AIM
Set down exactly, and only, the lines from the one with "of the brown" to the final line of the entries, both included.

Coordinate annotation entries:
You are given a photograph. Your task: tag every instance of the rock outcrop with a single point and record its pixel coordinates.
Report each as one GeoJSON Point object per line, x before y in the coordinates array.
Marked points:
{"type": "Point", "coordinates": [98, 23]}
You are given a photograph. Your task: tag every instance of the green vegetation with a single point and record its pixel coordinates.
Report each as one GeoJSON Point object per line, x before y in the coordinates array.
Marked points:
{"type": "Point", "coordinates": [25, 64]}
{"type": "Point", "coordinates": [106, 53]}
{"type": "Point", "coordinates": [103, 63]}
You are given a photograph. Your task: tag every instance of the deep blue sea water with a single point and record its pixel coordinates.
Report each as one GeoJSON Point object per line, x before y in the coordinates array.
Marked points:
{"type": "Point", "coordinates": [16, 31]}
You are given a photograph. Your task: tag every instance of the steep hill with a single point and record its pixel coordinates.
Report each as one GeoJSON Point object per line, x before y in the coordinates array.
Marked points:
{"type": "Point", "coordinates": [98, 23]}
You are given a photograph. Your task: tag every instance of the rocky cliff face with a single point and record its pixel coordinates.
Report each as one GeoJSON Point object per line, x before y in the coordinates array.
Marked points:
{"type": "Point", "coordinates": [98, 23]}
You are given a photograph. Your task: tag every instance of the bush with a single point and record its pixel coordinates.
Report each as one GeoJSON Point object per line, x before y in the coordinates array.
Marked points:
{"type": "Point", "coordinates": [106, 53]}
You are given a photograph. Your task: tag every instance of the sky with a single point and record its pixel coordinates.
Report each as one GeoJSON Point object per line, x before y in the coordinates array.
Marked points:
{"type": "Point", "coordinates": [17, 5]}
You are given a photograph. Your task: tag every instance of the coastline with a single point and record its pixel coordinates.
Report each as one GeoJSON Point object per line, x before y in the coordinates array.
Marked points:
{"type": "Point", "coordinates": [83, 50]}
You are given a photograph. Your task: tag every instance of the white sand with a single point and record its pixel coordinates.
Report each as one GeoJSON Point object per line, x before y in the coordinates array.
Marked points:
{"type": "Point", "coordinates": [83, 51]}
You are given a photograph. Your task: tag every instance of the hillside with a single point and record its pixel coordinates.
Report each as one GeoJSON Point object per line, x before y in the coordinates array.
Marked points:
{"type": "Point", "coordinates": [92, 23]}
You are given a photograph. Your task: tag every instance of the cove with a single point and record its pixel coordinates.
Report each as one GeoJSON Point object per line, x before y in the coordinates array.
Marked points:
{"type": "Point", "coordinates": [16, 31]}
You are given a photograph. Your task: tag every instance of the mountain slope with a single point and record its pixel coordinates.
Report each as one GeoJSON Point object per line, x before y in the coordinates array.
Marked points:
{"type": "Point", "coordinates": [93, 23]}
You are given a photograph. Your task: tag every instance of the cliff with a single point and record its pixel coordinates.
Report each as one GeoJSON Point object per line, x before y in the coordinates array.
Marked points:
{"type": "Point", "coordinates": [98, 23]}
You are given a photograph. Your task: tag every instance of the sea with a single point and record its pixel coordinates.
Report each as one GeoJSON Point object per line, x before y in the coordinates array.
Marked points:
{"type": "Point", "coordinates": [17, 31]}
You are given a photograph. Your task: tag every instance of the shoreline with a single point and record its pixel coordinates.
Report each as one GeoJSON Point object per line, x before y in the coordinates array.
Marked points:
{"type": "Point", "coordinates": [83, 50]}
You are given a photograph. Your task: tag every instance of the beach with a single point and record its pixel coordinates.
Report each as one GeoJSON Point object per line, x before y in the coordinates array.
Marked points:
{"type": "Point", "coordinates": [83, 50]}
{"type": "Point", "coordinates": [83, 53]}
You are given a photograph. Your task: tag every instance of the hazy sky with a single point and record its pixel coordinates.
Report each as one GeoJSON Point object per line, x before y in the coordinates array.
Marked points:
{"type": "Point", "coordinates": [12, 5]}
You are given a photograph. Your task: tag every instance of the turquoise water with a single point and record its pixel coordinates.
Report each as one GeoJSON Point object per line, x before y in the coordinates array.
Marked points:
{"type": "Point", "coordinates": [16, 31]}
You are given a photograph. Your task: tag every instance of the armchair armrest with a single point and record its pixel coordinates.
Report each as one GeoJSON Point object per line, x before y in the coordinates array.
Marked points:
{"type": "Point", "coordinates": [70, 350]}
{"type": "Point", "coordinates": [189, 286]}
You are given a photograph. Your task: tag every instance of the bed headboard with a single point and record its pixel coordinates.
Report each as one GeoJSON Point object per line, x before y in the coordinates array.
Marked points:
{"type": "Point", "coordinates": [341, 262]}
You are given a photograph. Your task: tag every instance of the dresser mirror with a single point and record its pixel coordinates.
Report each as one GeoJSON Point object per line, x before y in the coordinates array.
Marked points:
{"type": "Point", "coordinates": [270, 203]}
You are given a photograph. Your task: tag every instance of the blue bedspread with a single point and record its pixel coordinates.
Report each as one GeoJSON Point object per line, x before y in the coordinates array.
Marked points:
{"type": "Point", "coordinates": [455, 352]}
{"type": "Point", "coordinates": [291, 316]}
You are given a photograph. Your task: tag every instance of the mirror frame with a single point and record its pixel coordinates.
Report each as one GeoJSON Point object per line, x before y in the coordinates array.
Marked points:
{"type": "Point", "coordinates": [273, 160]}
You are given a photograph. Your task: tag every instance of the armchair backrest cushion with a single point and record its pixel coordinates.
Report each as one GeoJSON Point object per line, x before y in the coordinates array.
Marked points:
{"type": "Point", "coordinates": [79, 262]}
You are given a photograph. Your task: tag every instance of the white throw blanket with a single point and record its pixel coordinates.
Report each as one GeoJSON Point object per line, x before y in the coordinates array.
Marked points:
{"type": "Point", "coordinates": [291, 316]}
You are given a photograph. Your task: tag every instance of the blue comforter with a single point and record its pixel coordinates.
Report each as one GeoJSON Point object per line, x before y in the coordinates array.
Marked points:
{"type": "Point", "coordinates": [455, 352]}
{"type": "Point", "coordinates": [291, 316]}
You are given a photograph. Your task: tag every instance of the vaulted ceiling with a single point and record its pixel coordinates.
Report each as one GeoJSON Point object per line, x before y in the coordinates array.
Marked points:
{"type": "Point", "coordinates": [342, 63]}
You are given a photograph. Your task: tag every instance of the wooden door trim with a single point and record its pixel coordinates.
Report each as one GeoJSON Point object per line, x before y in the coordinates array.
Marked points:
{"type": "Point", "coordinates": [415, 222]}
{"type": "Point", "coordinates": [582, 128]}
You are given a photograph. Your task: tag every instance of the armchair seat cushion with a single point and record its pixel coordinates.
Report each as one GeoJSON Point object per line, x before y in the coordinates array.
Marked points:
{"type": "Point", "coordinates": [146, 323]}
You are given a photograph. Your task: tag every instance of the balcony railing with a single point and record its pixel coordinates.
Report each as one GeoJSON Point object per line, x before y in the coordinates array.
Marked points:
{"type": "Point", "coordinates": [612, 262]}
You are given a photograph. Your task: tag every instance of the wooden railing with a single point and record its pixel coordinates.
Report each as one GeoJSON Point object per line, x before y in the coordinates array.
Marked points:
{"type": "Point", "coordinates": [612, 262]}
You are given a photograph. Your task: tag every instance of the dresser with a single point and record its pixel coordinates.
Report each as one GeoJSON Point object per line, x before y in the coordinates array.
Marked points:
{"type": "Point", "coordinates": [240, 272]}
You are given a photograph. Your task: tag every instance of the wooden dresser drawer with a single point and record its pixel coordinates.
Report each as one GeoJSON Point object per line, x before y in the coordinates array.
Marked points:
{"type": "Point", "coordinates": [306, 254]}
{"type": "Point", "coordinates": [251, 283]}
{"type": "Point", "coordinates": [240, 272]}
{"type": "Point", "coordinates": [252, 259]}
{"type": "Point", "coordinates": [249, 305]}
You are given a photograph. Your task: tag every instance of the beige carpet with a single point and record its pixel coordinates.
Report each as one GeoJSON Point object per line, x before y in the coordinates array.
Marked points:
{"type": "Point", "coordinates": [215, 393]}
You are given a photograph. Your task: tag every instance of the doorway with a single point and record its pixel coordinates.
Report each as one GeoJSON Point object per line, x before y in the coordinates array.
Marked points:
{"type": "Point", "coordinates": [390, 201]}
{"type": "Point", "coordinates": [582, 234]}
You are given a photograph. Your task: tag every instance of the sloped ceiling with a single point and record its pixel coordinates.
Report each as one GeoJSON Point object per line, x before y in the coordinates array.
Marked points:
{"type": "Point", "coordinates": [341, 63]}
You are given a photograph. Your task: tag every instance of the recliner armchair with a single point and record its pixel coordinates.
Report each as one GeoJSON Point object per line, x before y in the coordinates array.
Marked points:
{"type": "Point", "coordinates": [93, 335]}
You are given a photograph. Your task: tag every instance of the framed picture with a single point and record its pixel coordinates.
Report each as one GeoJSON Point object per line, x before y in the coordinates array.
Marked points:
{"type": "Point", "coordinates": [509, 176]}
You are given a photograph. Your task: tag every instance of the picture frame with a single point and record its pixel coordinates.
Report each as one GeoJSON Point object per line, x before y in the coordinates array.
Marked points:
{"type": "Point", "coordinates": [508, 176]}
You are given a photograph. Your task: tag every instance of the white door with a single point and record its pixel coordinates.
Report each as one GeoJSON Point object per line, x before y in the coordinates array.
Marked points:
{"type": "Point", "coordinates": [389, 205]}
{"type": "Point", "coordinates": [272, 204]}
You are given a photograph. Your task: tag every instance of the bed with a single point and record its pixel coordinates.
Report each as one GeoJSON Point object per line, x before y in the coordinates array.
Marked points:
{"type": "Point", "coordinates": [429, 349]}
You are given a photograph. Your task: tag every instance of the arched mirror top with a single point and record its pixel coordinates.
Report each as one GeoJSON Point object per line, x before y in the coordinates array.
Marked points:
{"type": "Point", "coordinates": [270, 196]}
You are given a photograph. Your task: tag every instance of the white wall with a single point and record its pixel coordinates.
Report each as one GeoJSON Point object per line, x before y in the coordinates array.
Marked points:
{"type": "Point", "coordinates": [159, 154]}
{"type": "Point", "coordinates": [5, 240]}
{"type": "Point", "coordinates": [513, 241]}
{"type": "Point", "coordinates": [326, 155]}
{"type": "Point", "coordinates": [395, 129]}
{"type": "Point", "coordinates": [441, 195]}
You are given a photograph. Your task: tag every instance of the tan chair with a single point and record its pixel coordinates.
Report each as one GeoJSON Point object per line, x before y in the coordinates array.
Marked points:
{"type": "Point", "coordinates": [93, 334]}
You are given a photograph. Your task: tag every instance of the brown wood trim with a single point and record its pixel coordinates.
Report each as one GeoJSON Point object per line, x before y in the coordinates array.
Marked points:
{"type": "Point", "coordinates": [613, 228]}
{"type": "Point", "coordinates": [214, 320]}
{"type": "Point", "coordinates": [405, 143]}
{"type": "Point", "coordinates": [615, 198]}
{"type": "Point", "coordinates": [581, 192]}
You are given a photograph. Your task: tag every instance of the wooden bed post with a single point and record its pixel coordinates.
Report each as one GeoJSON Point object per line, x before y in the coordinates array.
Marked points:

ANSWER TO THIS TASK
You are given a photograph. Your task: tag every instance of the brown wood trim with a single point and record its pixel coordinates.
Report each as one GeoJSON Point object per line, x before y in the coordinates array.
Marked points:
{"type": "Point", "coordinates": [613, 228]}
{"type": "Point", "coordinates": [214, 320]}
{"type": "Point", "coordinates": [405, 143]}
{"type": "Point", "coordinates": [615, 198]}
{"type": "Point", "coordinates": [581, 192]}
You are given a photograph. Your task: tag every instance of the wooden bed post with a single point and record its pixel coordinates.
Report each as one GeoJSON Point object per line, x before y in the coordinates array.
Marked points:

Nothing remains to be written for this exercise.